__Source excerpt__
○ ○ ○

Before the election, many observers concluded that the vote, conducted under the country’s increasingly authoritarian conditions, would be a managed affair. It was clear to many that the ruling Awami League party would tilt the election process in its favour utilising coercive mechanisms.


Stuffing Ballots Overnight

A BBC correspondent reported seeing a ballot box already full of votes prior to the polling station in Chittagong opening. Allegations of voting irregularities including polling booths inexplicably closing for “lunch breaks”, voters being turned away and ballots being counted unrealistically quickly were widespread.

○ ○ ○

__Material__
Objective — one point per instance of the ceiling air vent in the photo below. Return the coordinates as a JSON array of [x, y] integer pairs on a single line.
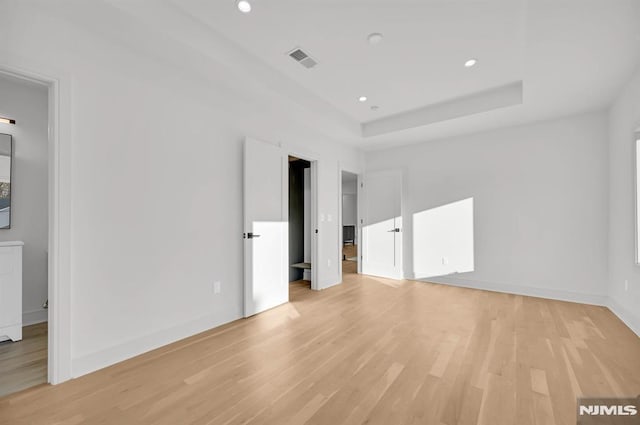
[[301, 57]]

○ ○ ○

__Job__
Please return the stretch of the election excerpt from "Before the election, many" through "quickly were widespread.". You won't need the listing for this.

__Full response__
Before the election, many observers concluded that the vote, conducted under the country’s increasingly authoritarian conditions, would be a managed affair. It was clear to many that the ruling Awami League party would tilt the election process in its favour utilising coercive mechanisms.


Stuffing Ballots Overnight

A BBC correspondent reported seeing a ballot box already full of votes prior to the polling station in Chittagong opening. Allegations of voting irregularities including polling booths inexplicably closing for “lunch breaks”, voters being turned away and ballots being counted unrealistically quickly were widespread.